### 目的:
最初の行から「<point>801,78</point>」を含む行までを、両端を含めて、「番号」と「内容」の2列からなるMarkdownの表として出力せよ。空行は除き、画像は含めないこと。

§

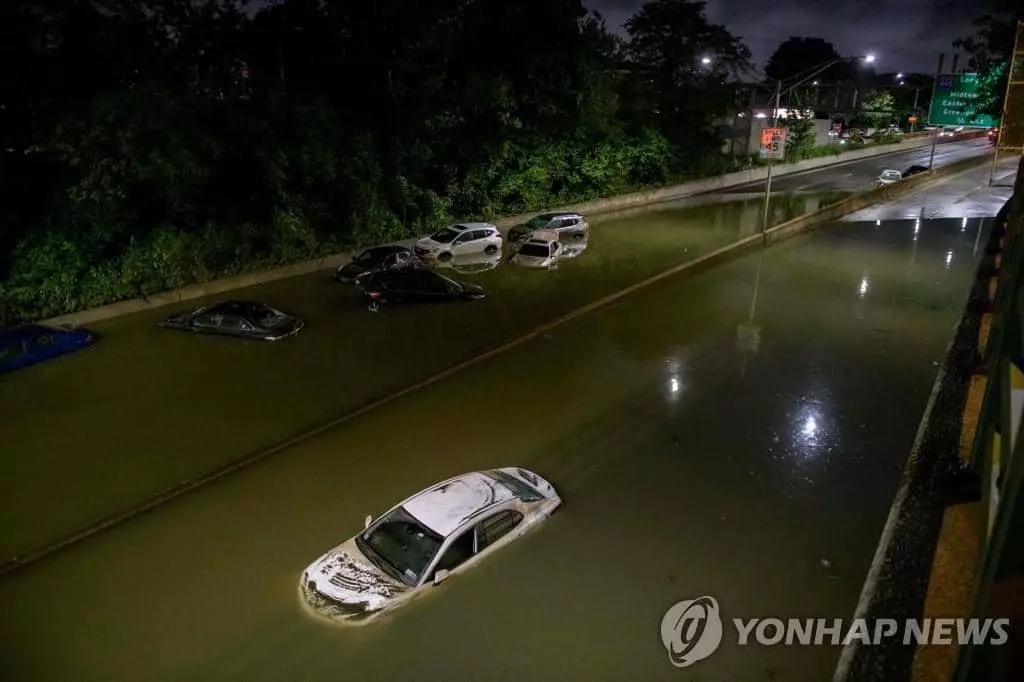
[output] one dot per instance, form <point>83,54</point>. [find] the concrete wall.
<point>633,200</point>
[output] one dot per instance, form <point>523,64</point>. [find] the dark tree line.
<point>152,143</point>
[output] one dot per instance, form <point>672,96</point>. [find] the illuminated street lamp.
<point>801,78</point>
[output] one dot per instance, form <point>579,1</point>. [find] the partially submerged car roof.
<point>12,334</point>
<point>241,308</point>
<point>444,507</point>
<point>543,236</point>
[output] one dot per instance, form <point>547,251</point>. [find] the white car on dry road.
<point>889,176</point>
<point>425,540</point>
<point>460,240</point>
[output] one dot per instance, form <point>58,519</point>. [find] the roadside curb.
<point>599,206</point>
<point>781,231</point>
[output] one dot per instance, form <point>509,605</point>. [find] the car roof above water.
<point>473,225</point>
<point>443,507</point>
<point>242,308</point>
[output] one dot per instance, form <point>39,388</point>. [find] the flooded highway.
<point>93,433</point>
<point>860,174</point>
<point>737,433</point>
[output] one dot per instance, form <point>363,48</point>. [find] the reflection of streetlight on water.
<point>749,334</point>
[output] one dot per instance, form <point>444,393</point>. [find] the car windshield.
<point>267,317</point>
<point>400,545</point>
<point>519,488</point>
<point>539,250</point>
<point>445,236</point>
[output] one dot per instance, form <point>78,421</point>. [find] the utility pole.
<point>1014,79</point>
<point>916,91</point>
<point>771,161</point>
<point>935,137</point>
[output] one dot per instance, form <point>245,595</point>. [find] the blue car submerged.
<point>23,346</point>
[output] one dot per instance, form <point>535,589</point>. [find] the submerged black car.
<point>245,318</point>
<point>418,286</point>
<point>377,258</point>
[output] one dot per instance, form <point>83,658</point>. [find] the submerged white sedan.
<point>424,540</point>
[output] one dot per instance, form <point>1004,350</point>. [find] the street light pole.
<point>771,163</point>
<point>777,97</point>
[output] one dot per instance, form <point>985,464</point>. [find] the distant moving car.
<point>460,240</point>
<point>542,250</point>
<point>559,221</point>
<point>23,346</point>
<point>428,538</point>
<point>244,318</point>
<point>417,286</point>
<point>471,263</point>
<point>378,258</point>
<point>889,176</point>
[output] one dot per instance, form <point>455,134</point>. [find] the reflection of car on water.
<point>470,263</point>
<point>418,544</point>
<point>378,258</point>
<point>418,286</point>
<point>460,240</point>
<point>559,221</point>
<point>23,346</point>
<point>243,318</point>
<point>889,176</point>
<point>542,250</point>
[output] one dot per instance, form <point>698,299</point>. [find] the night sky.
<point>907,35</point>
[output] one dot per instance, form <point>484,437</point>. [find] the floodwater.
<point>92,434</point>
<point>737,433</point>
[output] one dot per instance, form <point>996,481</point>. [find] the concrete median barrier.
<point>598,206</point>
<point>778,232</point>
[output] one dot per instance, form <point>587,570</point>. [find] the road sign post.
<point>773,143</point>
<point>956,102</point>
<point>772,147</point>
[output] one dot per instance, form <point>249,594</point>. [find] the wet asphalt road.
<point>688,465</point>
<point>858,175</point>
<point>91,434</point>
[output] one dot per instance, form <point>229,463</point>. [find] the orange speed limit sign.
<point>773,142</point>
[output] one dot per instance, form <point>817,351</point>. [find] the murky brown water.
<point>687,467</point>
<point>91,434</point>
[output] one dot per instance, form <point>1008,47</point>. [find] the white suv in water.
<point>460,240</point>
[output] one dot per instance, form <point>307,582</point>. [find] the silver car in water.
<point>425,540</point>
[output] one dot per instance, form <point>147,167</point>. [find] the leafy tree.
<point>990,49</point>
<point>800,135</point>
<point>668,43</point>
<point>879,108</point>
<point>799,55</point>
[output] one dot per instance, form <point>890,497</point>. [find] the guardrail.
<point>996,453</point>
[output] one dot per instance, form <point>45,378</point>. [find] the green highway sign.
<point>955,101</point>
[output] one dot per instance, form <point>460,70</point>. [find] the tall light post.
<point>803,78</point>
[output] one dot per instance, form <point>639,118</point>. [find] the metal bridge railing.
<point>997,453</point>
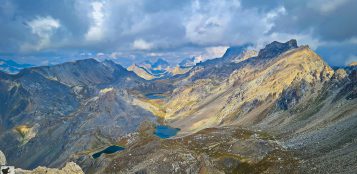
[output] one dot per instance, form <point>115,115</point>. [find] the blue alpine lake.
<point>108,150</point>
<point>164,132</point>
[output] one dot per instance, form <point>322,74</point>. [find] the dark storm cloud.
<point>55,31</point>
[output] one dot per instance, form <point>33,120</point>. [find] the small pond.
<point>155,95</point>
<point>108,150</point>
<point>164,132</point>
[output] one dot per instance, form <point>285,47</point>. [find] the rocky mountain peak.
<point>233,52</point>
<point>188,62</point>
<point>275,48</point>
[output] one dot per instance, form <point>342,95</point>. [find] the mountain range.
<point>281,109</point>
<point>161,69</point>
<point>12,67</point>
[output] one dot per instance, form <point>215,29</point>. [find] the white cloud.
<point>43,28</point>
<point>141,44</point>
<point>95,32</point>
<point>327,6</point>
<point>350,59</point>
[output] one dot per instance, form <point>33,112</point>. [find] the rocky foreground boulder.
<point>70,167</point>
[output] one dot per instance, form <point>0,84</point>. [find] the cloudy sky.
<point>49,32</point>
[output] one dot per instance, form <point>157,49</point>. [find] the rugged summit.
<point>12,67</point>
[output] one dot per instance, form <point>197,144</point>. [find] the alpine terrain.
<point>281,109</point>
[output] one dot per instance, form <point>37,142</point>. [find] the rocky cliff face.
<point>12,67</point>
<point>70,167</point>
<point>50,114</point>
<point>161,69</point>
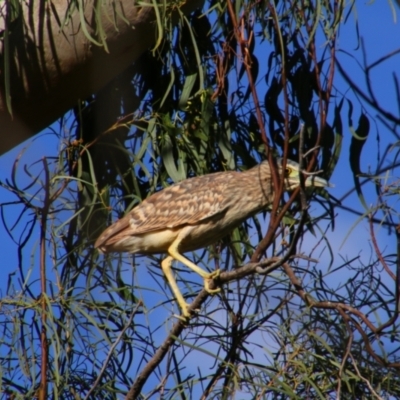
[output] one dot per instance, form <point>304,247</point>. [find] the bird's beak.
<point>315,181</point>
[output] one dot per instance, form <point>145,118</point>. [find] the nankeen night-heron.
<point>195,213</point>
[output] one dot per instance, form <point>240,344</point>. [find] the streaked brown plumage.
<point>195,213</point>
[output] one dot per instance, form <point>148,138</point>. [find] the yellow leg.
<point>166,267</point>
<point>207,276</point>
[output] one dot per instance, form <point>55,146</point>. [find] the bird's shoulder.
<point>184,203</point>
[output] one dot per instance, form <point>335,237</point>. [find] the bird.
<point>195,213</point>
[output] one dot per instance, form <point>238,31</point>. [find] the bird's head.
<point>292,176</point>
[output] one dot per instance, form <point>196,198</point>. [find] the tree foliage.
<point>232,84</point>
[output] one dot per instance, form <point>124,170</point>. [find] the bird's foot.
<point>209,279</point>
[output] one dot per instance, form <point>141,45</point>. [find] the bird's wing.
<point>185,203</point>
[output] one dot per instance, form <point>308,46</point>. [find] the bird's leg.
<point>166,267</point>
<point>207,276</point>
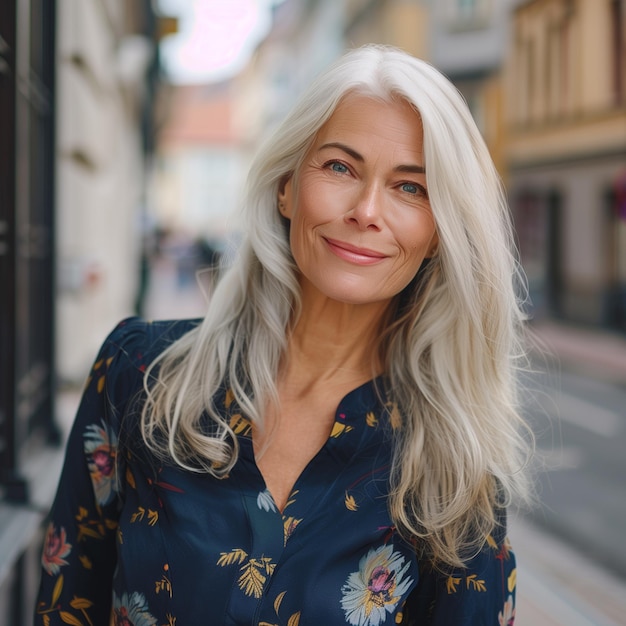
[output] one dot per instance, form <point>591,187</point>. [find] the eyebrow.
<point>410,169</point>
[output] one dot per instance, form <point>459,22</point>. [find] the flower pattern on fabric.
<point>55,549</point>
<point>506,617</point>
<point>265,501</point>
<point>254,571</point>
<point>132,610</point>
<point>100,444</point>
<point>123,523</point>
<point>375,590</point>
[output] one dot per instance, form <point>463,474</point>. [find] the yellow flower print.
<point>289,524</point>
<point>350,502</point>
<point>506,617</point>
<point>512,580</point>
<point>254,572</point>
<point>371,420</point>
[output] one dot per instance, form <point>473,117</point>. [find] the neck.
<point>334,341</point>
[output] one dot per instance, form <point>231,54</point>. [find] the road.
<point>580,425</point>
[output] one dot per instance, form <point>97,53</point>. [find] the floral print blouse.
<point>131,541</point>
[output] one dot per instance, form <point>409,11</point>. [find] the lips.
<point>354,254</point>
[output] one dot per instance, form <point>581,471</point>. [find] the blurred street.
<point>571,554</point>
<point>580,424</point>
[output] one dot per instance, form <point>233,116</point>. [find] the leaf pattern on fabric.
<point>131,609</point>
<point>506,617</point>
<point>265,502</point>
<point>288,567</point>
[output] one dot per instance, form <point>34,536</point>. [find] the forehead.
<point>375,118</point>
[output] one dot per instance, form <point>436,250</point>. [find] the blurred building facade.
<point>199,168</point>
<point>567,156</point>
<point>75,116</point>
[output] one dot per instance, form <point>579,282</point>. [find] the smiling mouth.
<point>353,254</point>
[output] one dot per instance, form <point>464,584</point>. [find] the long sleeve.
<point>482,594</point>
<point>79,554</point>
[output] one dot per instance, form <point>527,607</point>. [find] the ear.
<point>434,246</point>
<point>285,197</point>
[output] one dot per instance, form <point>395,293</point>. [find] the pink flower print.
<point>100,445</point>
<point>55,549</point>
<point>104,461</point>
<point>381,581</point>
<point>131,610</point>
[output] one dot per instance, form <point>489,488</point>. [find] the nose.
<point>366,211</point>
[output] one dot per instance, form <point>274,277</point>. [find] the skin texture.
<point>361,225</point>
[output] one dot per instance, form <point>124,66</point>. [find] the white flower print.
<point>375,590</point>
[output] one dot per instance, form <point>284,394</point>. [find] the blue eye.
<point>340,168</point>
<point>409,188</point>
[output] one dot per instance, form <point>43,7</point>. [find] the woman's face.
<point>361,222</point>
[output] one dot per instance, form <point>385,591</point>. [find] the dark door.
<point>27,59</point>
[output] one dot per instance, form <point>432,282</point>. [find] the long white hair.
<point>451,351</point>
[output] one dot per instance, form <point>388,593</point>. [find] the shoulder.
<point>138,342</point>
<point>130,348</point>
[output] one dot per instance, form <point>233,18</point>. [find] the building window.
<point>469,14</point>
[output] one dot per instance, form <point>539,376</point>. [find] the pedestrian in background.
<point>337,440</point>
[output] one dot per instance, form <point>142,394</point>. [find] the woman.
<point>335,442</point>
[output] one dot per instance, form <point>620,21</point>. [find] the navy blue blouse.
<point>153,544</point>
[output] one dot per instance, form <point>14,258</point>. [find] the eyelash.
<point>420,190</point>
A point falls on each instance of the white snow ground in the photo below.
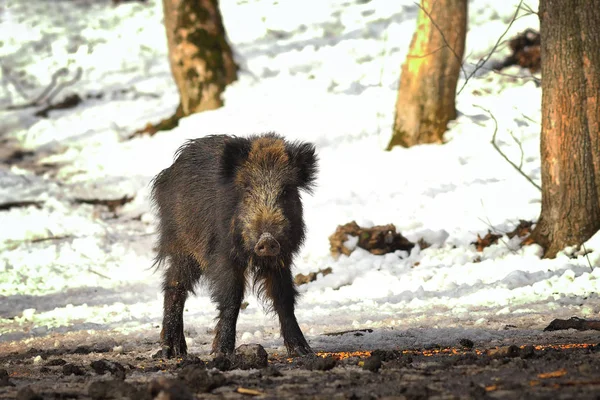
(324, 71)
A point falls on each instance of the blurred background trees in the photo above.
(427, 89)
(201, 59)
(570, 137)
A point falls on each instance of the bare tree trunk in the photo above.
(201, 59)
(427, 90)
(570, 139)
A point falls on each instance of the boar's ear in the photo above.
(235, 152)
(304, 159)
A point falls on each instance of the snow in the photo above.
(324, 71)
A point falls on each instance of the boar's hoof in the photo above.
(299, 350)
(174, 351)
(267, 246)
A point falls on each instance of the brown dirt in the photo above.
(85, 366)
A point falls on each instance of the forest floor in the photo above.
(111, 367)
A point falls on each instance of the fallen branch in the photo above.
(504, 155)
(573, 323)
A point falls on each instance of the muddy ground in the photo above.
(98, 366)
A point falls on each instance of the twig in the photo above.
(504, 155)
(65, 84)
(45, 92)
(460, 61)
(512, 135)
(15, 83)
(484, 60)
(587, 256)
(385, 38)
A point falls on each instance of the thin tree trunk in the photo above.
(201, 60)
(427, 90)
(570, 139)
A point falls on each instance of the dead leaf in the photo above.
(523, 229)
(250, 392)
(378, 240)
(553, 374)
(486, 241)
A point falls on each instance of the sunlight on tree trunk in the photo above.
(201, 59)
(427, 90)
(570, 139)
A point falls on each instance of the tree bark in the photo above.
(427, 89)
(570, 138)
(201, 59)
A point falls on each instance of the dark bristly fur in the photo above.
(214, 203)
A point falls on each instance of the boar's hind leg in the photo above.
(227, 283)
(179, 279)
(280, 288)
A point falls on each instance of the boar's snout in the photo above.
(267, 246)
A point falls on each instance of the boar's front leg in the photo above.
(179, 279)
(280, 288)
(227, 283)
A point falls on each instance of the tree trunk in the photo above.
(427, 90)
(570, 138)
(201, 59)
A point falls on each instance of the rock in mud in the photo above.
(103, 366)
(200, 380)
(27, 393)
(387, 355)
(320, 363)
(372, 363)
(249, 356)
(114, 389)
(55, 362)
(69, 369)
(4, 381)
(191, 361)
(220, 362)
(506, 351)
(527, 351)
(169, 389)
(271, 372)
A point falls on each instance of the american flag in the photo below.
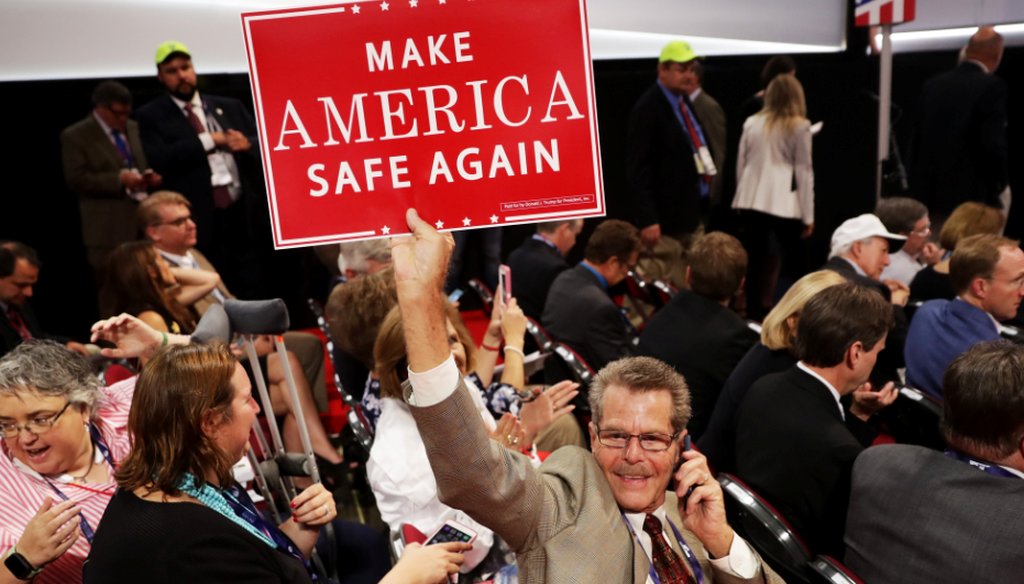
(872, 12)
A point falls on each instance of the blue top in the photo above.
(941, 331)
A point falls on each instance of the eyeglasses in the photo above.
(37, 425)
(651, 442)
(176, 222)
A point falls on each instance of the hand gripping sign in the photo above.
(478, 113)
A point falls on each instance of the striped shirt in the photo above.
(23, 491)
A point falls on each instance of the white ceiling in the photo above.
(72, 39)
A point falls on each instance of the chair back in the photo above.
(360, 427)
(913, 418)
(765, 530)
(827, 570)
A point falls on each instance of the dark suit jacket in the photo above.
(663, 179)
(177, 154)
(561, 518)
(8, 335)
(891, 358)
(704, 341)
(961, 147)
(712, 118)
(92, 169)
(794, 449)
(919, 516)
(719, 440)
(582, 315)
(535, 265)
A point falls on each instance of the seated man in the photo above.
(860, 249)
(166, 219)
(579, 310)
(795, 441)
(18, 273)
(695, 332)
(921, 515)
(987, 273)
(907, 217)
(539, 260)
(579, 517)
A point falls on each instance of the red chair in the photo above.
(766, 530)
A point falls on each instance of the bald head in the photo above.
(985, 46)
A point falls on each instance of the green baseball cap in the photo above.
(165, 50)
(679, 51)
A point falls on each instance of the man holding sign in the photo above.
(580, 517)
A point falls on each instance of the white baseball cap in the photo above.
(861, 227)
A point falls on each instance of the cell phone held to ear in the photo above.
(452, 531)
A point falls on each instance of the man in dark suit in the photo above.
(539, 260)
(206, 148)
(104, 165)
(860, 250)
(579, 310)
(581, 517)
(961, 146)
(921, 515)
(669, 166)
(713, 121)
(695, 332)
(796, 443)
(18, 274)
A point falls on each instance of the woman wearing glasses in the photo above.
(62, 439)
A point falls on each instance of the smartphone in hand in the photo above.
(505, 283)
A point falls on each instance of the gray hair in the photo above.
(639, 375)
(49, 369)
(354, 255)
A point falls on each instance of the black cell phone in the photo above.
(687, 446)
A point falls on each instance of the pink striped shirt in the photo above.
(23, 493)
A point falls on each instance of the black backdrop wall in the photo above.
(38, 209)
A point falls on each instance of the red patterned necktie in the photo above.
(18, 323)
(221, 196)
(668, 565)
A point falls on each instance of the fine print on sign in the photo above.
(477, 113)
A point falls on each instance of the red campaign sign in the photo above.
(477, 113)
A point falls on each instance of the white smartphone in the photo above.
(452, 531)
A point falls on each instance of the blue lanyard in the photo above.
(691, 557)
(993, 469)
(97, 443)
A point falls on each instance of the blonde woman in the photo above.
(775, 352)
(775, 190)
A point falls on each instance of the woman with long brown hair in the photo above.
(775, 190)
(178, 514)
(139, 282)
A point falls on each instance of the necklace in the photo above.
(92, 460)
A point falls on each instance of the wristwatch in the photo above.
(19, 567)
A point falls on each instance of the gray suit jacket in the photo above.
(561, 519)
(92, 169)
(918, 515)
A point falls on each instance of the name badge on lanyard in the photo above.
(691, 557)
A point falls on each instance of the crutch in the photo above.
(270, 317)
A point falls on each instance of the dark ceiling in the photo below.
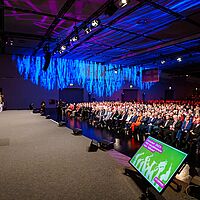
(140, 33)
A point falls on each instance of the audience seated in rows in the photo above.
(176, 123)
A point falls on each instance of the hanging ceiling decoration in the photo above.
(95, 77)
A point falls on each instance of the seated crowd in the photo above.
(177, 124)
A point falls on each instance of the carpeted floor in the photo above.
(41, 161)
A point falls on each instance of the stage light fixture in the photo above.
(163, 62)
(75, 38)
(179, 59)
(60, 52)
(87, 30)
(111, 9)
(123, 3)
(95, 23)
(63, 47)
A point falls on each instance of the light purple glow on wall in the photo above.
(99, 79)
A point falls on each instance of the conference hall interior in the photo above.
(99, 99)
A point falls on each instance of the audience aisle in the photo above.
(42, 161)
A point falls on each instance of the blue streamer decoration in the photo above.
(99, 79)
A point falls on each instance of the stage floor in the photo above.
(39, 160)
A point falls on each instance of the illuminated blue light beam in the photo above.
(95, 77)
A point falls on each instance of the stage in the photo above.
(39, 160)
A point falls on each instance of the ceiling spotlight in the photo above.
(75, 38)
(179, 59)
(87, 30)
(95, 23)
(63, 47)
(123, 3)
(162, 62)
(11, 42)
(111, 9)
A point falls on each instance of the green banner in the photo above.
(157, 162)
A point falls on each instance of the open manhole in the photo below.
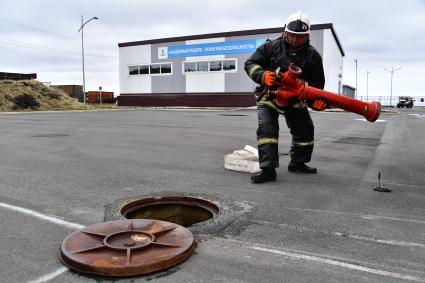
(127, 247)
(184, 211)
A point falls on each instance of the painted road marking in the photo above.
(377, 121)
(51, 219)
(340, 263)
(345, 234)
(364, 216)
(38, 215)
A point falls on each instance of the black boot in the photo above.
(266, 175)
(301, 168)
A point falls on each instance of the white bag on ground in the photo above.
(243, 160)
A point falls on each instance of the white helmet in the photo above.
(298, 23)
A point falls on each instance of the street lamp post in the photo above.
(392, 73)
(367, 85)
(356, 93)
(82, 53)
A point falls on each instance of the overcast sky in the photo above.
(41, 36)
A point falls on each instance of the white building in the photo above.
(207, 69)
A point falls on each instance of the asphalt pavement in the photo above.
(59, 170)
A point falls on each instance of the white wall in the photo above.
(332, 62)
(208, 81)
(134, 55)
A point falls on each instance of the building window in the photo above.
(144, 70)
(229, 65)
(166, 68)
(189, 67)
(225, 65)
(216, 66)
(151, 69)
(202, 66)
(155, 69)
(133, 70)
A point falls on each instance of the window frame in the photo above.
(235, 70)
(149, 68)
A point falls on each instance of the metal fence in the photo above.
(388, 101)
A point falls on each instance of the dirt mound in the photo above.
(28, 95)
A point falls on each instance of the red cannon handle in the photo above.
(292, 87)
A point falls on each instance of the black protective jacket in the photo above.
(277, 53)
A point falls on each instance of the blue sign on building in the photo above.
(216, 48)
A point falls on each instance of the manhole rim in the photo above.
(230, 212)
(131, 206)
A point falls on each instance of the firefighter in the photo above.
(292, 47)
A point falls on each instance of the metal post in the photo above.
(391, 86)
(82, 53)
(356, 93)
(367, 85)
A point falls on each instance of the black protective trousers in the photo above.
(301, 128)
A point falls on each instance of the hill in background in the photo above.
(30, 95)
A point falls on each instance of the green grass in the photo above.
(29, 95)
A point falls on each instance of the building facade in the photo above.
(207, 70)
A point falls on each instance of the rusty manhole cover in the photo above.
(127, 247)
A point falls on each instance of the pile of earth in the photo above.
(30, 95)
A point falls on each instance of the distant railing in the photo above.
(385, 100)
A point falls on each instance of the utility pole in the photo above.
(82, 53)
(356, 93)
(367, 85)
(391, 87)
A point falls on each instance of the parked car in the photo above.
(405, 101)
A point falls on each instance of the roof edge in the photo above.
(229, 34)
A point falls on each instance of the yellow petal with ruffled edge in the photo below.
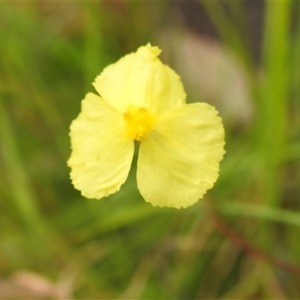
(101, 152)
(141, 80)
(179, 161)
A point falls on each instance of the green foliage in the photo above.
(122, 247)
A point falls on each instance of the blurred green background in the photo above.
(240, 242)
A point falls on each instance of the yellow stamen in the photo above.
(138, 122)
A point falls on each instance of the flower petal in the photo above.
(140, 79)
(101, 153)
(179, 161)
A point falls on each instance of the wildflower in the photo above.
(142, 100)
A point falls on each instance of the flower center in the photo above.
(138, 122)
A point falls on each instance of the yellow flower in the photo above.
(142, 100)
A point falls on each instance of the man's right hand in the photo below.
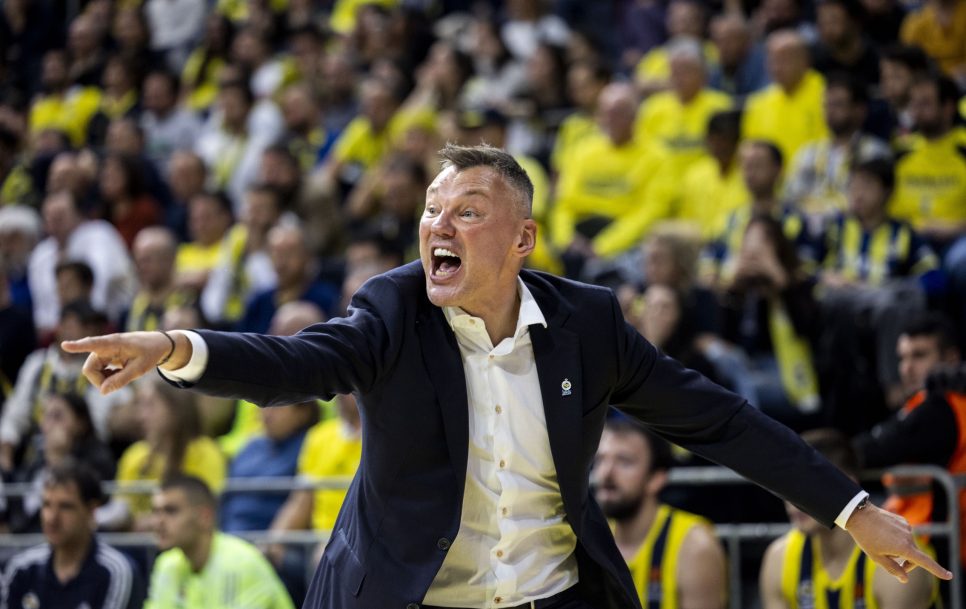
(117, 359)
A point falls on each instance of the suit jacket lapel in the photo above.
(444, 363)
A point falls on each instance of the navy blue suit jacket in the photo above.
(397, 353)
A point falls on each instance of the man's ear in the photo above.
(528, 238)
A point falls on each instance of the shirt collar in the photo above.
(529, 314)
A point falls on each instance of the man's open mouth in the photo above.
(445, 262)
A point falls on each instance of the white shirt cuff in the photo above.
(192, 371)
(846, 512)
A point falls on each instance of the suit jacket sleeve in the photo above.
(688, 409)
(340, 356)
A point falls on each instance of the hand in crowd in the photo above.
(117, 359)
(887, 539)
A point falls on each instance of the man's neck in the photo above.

§

### 回答:
| 番号 | 内容 |
|---|---|
| 1 | [output] one dot per instance, form <point>83,54</point>. [find] the concrete wall. |
| 2 | <point>633,200</point> |
| 3 | [output] one dot per instance, form <point>523,64</point>. [find] the dark tree line. |
| 4 | <point>152,143</point> |
| 5 | [output] one dot per instance, form <point>672,96</point>. [find] the illuminated street lamp. |
| 6 | <point>801,78</point> |